Document segment —
=-=-=-=-=

Tattoos as self-expression
The current craze for trendy tattoos has caused some to be concerned that people are getting inked impulsively without considering the long-term effects of their decision.
While some people may never change their opinion on their tattoos, potential workplace restrictions on visible tattoos may cause conflict.
Alex Heppner, a legal assistant at a downtown law firm, said that during her practicum it was mandatory to hide all tattoos, as they were seen as inappropriate for the work place.
“I don’t necessarily agree with that policy, but I think in our day and age, there’s still a level of professionalism that is required,” said Heppner.
“I’ve considered getting a tattoo, but I don’t want to lose out on potentially getting a job simply from having a tattoo,” the legal assistant said. “I want to enjoy wearing whatever I want to wear and don’t always have to cover it up.”
Tattoos can be removed or covered over by other tattoos; however, those options can be costly, time-consuming and painful.
According to Tori Antolovich, an associate at Tribal Expression that works with tattoo removals, the tattoos that young people consider to be trendy these days will likely phase out within the next few years.
“Even though it’s mostly older clientele who are coming in for tattoo removals, we’re seeing that it’s the trendy tattoos, such as barbed wire armbands that they don’t want anymore,” said Antolovich.
Tattoo Removal Canada recommends that tattooees wait a minimum of six weeks before getting a tattoo removed.

=-=-=-=-=

Provided records —
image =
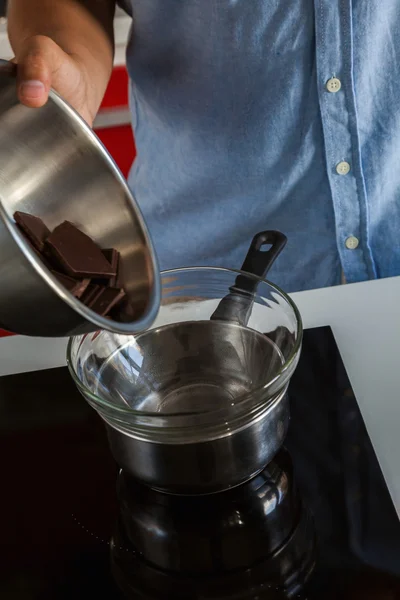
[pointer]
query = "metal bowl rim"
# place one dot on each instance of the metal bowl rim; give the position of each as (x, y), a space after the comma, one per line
(152, 307)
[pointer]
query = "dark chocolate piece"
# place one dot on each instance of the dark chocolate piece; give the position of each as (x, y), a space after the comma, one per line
(112, 256)
(33, 228)
(77, 254)
(76, 287)
(108, 299)
(92, 292)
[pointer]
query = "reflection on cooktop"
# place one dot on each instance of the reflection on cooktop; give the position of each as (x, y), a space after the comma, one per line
(59, 502)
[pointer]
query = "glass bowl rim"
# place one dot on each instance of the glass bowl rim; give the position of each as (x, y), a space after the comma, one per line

=-=-=-=-=

Pick up the article on tattoos and workplace attitudes toward them, and continue it from its final sentence.

“We are already getting a lot of young people coming in to have their tattoos removed after getting one and realizing a week later that it’s not for them.”
Michael Fong, a graduate from the Hospitality Management Program at SAIT, said while some people are shortsighted when getting tattoos, most are not oblivious to the lasting effects of their decisions.
“I feel that societal stigma towards body modification has reduced significantly, but to say it has completely vanished would be naïve,” said Fong, who has never had issues at work regarding his own tattoo.
“Employers at a certain level of industry should put value more on the merit of the individual, rather than the appearances they portray,” Fong said.
According to a 2014 post written on the Law of Work website by Dr. Doorey, employers can discriminate on the basis of appearance, with the exception that dress codes must be reasonable and must not violate human rights statutes.